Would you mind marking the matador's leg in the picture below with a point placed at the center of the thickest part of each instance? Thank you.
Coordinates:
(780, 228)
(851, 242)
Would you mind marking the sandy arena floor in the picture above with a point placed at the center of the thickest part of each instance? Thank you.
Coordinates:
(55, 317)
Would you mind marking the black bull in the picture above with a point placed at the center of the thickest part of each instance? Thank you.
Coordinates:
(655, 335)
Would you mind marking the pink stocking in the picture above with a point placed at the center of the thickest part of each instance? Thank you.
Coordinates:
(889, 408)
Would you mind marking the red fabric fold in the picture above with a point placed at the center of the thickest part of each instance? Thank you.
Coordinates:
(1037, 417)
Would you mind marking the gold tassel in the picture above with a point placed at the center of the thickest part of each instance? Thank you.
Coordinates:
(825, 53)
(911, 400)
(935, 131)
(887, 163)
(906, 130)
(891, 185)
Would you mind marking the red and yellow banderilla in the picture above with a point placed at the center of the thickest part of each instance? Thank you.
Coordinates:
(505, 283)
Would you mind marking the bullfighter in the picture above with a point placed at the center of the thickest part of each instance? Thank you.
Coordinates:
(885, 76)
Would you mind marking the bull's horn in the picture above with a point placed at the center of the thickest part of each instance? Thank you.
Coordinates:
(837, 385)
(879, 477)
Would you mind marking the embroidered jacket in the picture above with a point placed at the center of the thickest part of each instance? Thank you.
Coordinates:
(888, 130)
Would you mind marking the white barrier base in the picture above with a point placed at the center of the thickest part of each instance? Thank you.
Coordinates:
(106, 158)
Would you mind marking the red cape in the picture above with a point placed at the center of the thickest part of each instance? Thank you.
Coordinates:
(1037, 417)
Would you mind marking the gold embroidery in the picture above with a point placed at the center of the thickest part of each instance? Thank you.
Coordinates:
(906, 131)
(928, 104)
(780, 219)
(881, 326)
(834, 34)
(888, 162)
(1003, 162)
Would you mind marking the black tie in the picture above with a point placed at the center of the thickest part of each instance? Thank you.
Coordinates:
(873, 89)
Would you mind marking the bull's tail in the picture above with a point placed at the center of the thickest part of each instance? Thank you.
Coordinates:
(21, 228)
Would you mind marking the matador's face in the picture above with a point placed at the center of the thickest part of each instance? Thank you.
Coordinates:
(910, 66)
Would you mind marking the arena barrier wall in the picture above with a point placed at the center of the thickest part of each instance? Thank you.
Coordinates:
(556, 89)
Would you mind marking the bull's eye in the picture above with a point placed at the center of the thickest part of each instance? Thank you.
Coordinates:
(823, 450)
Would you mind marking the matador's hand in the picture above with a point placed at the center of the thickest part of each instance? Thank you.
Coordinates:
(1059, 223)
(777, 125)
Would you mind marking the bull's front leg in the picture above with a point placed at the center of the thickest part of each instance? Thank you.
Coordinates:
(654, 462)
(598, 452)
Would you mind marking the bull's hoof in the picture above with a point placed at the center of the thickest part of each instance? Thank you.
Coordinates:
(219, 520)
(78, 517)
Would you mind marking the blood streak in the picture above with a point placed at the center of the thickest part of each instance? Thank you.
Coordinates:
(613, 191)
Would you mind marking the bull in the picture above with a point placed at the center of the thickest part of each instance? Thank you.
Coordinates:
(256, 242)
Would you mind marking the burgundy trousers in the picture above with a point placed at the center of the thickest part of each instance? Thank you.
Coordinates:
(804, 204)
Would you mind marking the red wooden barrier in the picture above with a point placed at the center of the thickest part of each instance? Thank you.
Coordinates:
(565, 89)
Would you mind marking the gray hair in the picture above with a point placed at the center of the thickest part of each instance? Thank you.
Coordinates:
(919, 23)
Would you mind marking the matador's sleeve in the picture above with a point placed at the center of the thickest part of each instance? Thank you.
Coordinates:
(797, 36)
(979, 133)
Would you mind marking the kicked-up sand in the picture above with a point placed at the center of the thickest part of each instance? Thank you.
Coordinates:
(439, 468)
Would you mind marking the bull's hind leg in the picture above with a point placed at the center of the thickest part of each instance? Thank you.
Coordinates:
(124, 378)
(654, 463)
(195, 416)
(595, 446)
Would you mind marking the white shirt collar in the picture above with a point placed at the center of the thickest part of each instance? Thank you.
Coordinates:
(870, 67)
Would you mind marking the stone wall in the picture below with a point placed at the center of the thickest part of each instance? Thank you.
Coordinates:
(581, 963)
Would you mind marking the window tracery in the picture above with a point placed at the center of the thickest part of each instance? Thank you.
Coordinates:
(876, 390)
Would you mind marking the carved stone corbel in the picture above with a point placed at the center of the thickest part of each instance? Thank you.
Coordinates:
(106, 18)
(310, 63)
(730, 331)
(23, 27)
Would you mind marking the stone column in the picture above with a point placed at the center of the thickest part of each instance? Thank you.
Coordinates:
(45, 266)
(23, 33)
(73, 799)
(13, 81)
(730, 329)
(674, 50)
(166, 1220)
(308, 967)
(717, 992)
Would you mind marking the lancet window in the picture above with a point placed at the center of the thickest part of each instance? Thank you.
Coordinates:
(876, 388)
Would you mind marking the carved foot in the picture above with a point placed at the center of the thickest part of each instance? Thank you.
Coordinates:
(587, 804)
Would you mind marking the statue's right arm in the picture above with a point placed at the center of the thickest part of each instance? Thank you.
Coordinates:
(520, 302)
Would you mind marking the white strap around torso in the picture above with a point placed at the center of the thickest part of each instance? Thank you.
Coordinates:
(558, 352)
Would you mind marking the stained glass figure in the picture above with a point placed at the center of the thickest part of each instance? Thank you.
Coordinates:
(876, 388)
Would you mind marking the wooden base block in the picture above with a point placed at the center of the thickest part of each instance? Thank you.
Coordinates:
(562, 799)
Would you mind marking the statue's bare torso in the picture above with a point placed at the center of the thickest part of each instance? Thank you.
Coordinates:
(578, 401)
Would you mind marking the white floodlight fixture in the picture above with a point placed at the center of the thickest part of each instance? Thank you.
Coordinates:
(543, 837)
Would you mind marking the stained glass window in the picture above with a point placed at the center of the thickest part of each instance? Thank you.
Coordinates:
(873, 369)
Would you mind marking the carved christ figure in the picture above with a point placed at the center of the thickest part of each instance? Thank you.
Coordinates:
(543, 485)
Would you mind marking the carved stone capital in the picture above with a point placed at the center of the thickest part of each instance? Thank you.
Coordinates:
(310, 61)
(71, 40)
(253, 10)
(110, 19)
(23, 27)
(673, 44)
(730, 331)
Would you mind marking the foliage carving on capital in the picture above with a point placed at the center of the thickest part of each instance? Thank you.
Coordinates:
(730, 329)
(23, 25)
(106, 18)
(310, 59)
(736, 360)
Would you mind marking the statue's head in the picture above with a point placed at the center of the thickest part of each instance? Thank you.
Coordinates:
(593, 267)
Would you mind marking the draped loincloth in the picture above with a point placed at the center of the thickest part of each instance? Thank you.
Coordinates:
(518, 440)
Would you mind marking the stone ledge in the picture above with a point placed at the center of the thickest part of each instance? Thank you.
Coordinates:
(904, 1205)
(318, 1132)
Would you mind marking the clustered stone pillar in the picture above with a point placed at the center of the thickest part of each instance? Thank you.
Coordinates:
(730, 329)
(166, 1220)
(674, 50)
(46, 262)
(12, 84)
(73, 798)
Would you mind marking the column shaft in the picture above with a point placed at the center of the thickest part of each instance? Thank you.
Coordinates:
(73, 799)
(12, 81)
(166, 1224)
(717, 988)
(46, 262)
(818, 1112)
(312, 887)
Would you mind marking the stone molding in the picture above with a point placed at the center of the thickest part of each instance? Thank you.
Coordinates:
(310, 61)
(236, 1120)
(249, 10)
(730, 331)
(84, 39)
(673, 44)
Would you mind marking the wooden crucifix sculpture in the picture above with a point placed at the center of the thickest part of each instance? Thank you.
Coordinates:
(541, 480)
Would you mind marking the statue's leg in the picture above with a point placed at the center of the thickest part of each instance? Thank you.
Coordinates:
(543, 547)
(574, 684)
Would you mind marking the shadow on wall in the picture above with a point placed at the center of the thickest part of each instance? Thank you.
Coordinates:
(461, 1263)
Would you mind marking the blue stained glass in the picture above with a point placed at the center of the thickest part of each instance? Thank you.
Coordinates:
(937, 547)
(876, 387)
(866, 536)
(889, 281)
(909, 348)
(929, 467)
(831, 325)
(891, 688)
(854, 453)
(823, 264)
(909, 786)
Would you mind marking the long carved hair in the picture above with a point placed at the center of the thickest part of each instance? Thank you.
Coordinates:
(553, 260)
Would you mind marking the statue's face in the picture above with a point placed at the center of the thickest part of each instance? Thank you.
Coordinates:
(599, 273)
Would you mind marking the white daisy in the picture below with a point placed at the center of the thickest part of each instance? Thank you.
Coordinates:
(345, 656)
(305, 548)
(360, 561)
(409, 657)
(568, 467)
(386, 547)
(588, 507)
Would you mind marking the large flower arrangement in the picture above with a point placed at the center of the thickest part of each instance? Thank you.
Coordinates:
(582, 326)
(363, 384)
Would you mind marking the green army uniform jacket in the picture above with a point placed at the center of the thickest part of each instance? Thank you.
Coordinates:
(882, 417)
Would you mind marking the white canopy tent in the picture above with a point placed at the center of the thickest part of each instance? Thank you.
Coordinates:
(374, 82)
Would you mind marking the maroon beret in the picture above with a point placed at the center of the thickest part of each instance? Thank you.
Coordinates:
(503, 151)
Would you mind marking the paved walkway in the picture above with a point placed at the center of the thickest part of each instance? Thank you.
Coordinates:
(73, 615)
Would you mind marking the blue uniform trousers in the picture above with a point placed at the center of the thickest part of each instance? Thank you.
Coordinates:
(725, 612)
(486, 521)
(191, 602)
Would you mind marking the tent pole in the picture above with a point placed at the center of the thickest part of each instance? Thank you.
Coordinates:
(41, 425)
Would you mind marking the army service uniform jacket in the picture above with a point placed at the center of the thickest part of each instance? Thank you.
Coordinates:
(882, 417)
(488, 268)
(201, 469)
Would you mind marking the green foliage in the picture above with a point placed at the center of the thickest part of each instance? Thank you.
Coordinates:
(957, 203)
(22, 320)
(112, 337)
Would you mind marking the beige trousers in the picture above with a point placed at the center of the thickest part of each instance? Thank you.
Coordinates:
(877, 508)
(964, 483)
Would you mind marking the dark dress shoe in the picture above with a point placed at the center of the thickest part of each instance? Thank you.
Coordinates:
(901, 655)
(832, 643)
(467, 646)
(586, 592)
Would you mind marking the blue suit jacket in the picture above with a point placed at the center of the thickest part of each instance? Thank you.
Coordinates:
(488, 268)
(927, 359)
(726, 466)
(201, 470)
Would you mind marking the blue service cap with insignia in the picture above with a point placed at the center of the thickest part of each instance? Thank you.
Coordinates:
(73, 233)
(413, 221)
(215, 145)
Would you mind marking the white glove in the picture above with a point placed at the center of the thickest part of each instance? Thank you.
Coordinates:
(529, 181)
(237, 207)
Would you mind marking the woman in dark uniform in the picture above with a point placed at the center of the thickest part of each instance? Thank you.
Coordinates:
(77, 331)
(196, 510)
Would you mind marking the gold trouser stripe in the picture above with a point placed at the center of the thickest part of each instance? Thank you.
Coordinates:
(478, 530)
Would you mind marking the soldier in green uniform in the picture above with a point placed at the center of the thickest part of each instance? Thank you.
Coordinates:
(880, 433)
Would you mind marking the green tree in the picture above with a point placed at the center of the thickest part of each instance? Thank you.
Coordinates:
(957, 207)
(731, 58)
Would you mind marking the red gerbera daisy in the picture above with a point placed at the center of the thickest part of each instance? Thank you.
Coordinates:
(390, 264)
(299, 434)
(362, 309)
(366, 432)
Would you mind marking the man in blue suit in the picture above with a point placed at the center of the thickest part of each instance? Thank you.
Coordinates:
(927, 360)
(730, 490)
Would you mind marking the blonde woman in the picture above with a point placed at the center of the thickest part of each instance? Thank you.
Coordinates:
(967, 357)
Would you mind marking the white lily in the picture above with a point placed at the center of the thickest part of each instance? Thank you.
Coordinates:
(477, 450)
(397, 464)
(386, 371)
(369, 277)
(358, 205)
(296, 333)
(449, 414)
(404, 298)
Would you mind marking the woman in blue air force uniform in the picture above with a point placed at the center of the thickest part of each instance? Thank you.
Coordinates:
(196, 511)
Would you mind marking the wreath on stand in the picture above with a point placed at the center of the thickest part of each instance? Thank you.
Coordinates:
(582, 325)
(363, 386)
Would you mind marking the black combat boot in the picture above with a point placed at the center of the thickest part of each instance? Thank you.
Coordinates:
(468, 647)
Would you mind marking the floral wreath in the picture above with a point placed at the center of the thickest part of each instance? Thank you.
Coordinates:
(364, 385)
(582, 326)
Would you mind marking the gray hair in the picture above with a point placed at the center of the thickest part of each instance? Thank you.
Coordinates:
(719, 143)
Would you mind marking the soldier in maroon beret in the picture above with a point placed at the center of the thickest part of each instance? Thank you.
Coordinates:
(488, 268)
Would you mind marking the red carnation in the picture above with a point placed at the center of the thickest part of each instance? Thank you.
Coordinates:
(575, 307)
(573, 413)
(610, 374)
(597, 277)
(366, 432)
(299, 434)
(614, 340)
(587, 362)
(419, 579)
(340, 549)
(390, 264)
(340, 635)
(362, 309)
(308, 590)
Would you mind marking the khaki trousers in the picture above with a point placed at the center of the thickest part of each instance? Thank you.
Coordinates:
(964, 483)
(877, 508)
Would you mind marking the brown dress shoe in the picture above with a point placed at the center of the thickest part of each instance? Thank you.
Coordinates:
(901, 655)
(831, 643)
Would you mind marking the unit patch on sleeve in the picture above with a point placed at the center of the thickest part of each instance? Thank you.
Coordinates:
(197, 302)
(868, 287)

☆ ☆ ☆ ☆

REQUIREMENTS:
From the line containing "Would you mind marking the red carnation" down to the final line of the data, write out every line exactly; both the first and last of these belong in your answer, and nothing else does.

SOLVED EXERCISE:
Would you mind marking the red carnation in the picture above with a point placed at the center of the thickest part of each instance? Thank you.
Coordinates:
(575, 307)
(573, 413)
(610, 374)
(597, 277)
(366, 432)
(299, 434)
(614, 340)
(587, 362)
(419, 579)
(340, 549)
(390, 264)
(340, 635)
(362, 309)
(308, 590)
Would you mind marking the khaki trousers in the picture above with a point placed at the center of the thickest part of each instance? Thank you.
Coordinates:
(964, 483)
(877, 508)
Would you mind marking the brown dress shoe in the picture above with a point placed at the center of the thickest part of each instance? Thank you.
Coordinates:
(901, 655)
(831, 643)
Would you mind marking the unit patch on sleeve in the picture above with a point placed at the center of the thickest part of each instance? Thank you.
Coordinates:
(197, 302)
(868, 287)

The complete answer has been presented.